**Exercise data**
========
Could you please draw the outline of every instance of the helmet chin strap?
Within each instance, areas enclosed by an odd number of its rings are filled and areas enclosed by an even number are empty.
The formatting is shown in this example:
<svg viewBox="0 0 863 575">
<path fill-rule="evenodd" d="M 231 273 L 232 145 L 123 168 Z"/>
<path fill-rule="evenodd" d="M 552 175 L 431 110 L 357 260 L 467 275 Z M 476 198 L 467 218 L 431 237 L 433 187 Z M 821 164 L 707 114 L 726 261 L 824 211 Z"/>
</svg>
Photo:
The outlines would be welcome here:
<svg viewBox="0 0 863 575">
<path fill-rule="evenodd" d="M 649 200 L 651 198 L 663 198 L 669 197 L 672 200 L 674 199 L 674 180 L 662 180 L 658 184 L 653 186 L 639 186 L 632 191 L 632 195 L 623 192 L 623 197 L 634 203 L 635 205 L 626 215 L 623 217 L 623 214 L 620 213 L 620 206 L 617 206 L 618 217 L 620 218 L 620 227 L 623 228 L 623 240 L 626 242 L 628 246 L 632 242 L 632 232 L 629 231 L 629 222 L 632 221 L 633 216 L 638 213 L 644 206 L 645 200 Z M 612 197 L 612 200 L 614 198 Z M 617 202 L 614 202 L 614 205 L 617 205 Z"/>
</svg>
========
**What you will do**
Only the lines that contain the word "instance" should be copied from the material.

**Exercise answer**
Could you please draw the outline of every instance of the helmet chin strap?
Within each instance, areas enclosed by an odd number of its rings are filled and areas enclosed by an even number are empty.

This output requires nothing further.